> [EXERCISE DETAILS]: Return every line from the one with "Each instance gets a single point. Label the limestone" through the one with "Each instance gets a single point. Label the narrow", inclusive, exactly as it appears below.

> [GIVEN DATA]:
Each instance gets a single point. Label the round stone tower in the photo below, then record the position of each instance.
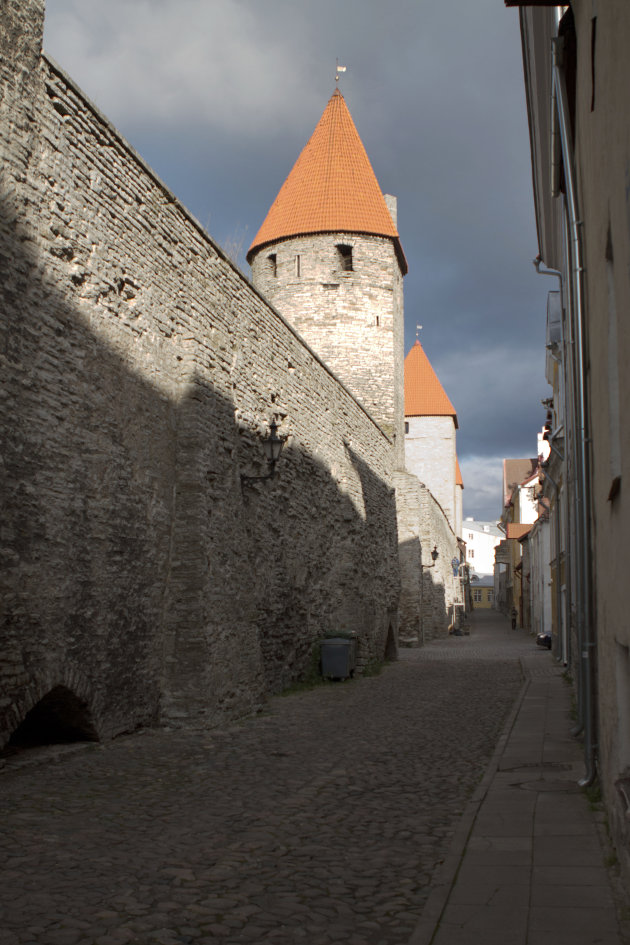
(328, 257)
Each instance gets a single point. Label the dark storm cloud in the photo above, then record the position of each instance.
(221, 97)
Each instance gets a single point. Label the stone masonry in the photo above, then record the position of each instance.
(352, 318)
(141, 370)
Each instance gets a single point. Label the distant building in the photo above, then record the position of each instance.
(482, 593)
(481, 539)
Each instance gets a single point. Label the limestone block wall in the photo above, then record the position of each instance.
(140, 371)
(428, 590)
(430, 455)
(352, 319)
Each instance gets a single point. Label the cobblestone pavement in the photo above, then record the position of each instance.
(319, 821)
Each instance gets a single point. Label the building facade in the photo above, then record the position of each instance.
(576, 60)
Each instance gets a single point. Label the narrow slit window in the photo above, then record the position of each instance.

==

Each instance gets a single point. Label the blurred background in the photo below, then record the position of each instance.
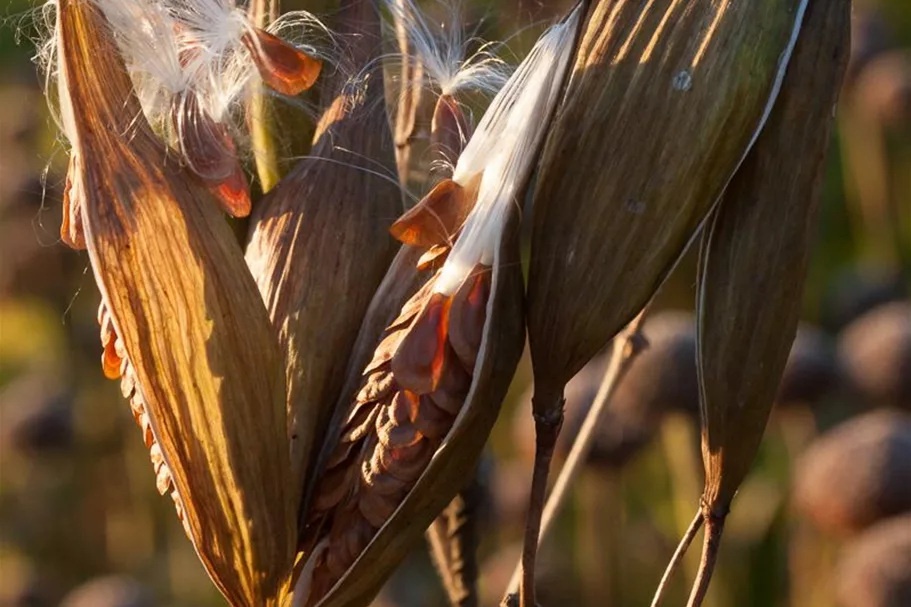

> [ANSWER BOX]:
Each instance gets a single point. Label the limestone block wall in the photo above, then record the position of each instance.
(140, 371)
(428, 590)
(430, 455)
(352, 319)
Each instance gets a single point. Label the cobblestone pavement in the photo above, then record the position of each instance.
(319, 821)
Each instance gets a single point. Label the building facade in the photo above, then record the position of each instance.
(576, 60)
Each instance gets a single point. Label the narrow slit window in the photo above, then record the position of each instance.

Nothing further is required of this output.